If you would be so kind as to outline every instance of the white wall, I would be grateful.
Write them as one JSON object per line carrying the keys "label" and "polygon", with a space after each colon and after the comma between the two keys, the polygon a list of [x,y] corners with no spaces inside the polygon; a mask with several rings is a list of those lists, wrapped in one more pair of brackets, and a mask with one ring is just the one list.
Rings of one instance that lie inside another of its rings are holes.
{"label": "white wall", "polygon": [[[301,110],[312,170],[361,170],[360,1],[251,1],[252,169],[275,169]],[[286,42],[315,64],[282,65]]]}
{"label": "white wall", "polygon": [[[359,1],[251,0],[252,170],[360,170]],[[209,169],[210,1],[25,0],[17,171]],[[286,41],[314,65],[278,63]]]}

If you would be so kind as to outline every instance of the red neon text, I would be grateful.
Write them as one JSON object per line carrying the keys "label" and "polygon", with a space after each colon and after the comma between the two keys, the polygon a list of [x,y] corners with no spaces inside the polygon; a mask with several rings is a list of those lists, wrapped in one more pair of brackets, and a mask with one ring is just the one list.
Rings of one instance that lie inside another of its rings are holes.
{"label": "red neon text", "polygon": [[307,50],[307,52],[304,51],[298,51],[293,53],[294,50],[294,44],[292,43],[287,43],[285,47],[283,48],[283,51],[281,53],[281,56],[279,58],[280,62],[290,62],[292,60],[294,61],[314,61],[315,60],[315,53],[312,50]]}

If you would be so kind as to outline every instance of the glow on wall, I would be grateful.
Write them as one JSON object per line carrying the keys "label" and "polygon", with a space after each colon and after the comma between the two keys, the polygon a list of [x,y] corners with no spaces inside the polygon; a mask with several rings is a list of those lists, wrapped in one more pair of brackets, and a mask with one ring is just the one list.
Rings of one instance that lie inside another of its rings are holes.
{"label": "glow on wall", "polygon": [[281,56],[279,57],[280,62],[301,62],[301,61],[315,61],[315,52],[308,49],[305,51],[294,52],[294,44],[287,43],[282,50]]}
==
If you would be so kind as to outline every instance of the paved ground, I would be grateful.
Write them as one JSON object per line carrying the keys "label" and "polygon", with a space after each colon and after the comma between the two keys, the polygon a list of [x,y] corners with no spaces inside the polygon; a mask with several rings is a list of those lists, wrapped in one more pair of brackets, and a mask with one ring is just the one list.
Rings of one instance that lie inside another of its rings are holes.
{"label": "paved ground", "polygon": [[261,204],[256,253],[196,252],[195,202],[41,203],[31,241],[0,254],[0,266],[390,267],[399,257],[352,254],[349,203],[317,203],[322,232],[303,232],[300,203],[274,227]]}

# WHAT IS EXPECTED
Copy all lines from the material that hold "would".

# RESPONSE
If you would be so kind as to outline every instance of the white wall, I would be grateful.
If you would be so kind as to outline every instance of the red neon text, I would be grateful.
If you would be so kind as to outline every instance of the glow on wall, I would be grateful.
If you would be so kind as to outline every instance of the paved ground, I would be grateful.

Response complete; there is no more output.